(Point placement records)
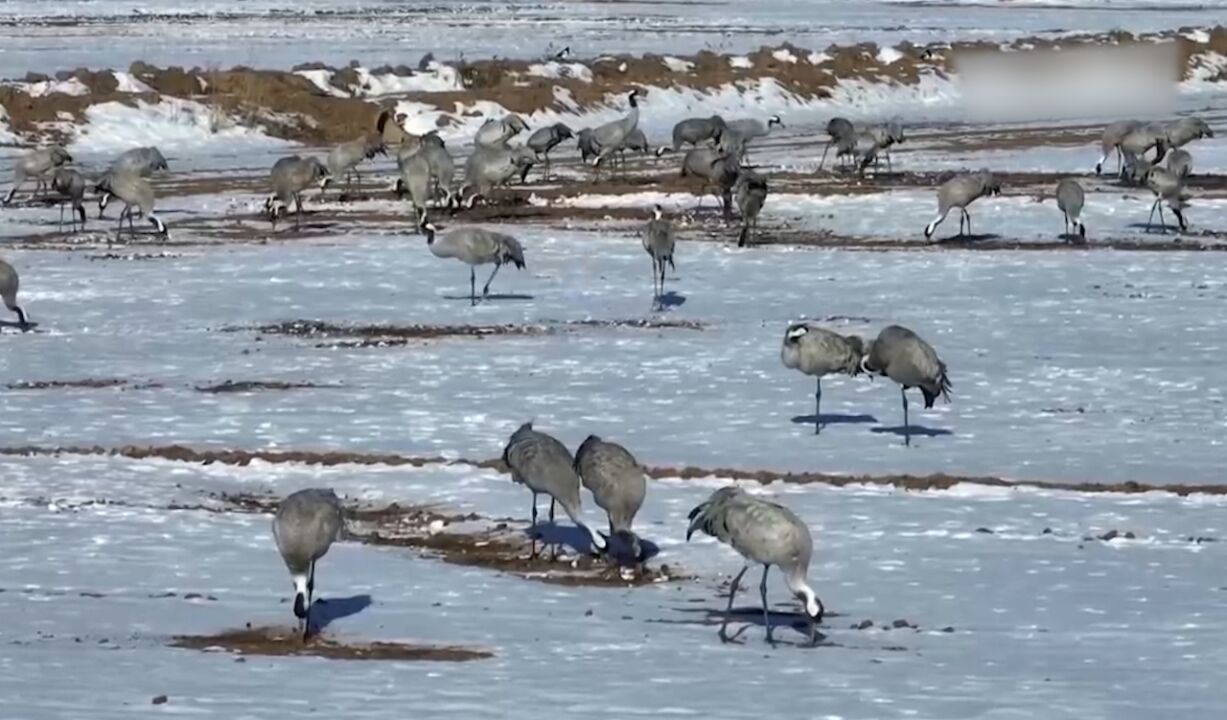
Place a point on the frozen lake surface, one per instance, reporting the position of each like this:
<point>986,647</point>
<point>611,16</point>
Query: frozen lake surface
<point>1070,364</point>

What the task asks: Identify each line of the material above that contains the string "surface", and copy those lines out in full.

Solved exercise:
Place a point on the frozen lake surface, one per instance, reporting the position of each like this:
Query: frozen lake surface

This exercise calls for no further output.